EXTRAIT >>
L’anonymat, la distance et la séparation caractérisent les relations sociales dans l’espace urbain. Les individus se soumettent à des règles de socialisation. « Ils doivent savoir comment se comporter, comment gérer les relations d’autrui et répondre aux attentes de l’interaction », observe Manuel Delgado. L’ordre public devient indispensable à la vie sociale. Les concitoyens doivent vivre ensemble en ordre. « Le citoyennisme comme idéologie politique devient le civisme ou la civilité comme ensemble de conduites appropriées dans les domaines du bien public », précise Manuel Delgado. Le consensus prédomine, encadré par des autorités administratives considérées comme neutres ».

« Les nouveaux mouvements sociaux se caractérisent par une spécialisation et une séparation des luttes. Un nouveau militantisme regroupe « des individus ou des collectifs qui se réunissent et agissent au service de causes hyper-concrètes, à des moments ponctuels et sur des scènes spécifiques, en renonçant à toute organicité ou structuration durable, à toute affiliation doctrinale claire ou à tout projet transformation ou d’émancipation sociale qui aille au-delà d’un vitalisme plutôt flou », analyse Manuel Delgado. Cet activisme sans réflexion politique se conforme à l’individualisme consumériste. Le réseau est valorisé, à travers l’addition d’individus séparés et le règne de l’immédiateté ». (dixit facebook…)

« La contestation se développe dans l’espace public. Les manifestations se déroulent en centre ville. Les luttes de quartier permettent aux habitants d’agir sur leurs conditions de vie. L’urbanisation récente se caractérise par la construction de grands ensembles pour loger une importante population dans des immeubles qui se délabrent rapidement. Cette planification de la ségrégation s’apparente à des « bidonvilles verticaux ». Mais ces logements peuvent également devenir des espaces de rencontre et de vie collective qui favorisent la mobilisation pour la lutte sociale.
Il faudrait préciser qu’il s’agit surtout d’une petite bourgeoisie intellectuelle. Les cadres, les ingénieurs, les enseignants, les journalistes, les communicants véhiculent cette idée d’une société pacifiée. La politique se réduit à des discussions entre gens de bonne compagnie. Surtout, cette petite bourgeoisie intellectuelle se confond avec la classe d’encadrement. Elle regroupe les managers et les petits chefs dans les entreprises mais aussi les travailleurs sociaux. Ces professionnels ont pour fonction de désamorcer toute forme de conflit social. L’idéologie citoyenniste leur correspond bien ».

DONNÉES EXTRAITES >>

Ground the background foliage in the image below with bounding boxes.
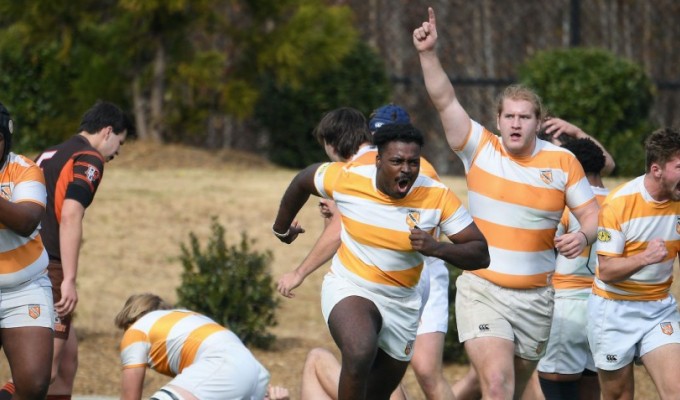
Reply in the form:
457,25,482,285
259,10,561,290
519,48,654,176
177,219,279,349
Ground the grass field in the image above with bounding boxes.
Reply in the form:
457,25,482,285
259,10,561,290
0,142,668,399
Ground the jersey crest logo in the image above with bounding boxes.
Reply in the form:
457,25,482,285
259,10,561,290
659,322,673,336
597,229,612,243
28,304,40,319
404,340,413,355
406,210,420,229
0,183,12,201
85,165,99,182
541,169,552,185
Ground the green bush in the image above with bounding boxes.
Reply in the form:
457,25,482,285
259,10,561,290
519,48,655,176
177,219,279,349
444,264,468,364
255,41,390,168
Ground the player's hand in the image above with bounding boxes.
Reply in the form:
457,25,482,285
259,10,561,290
413,7,437,52
555,231,588,258
276,220,305,244
408,227,439,256
54,280,78,317
542,117,584,143
276,270,305,299
641,238,668,265
264,385,290,400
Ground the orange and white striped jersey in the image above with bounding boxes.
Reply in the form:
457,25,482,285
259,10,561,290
314,162,472,297
120,309,230,377
454,121,595,289
553,186,609,297
0,153,48,288
593,175,680,301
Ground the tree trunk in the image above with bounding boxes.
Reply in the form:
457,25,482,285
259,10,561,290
132,72,149,140
149,40,167,143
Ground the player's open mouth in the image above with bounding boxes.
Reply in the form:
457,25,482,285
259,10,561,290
397,178,411,193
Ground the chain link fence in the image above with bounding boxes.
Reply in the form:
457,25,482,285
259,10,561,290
336,0,680,174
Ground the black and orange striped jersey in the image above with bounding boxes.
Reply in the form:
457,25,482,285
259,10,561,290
36,135,104,260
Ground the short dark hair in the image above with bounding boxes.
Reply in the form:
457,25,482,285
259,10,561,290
560,135,604,174
313,107,371,160
645,127,680,172
373,124,425,154
78,100,132,135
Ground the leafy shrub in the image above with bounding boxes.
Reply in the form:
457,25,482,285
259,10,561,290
177,219,279,349
444,264,468,364
519,48,655,176
255,41,390,168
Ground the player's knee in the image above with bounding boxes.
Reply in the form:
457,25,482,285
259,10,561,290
149,387,184,400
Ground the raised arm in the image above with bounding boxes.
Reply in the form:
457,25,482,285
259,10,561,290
272,163,321,243
413,7,471,149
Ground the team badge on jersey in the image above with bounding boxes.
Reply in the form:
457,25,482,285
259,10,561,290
597,229,612,243
406,210,420,229
541,169,552,185
404,340,413,355
85,165,100,182
28,304,40,319
0,183,12,201
659,322,673,336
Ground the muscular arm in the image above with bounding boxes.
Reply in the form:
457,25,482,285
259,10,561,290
277,211,341,298
120,366,146,400
543,118,616,176
555,201,600,258
272,163,321,243
597,239,668,283
0,197,45,237
54,199,85,315
413,7,471,149
409,223,489,271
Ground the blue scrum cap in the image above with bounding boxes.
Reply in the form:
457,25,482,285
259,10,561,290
368,104,411,132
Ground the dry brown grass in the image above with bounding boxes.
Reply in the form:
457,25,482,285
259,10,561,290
0,142,655,399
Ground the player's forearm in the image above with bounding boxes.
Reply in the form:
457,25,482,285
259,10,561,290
597,253,646,284
419,50,456,112
272,164,320,233
59,218,83,282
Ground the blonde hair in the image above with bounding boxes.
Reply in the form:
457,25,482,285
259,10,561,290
496,84,545,121
114,293,173,330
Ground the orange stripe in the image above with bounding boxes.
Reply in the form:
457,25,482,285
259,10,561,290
0,237,43,274
593,278,673,301
474,218,555,252
470,269,550,289
338,246,423,288
467,166,565,212
120,329,149,352
149,312,191,375
553,273,593,289
342,216,428,251
177,323,226,374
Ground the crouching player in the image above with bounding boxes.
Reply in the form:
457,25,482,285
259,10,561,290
115,293,269,400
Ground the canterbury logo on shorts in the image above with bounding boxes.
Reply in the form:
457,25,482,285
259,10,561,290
28,304,40,319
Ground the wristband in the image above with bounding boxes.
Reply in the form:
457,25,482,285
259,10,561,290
272,226,290,239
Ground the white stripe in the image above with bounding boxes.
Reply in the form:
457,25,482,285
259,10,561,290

CONSIGNE >> Poursuivez le texte sur le citoyennisme et les luttes dans l'espace urbain à partir de sa dernière phrase.

RÉSULTAT OBTENU >>
Les chômeurs, les précaires mais aussi les employés et les ouvriers restent réticents à se fondre dans un citoyennisme frivole. Pourtant, malgré quelques explosions spontanées, la conscience de classe semble disparaître. C’est peut-être la plus grande force de l’idéologie citoyenniste.

« La petite bourgeoisie intellectuelle, qui contrôle aussi les syndicats et la gauche, ne se contente pas de défendre ces intérêts propres. Elle impose son discours et fait passer ses intérêts spécifiques pour l’intérêt général. Le citoyennisme brouille les clivages de classe. Mais l’expérience vécue du chômage, de la précarité, du mal logement permettent aux classes populaires de se tenir à distance du bavardage citoyenniste. Lorsque la résignation et la séparation disparaissent, l’espace public permet la propagation de la révolte »6.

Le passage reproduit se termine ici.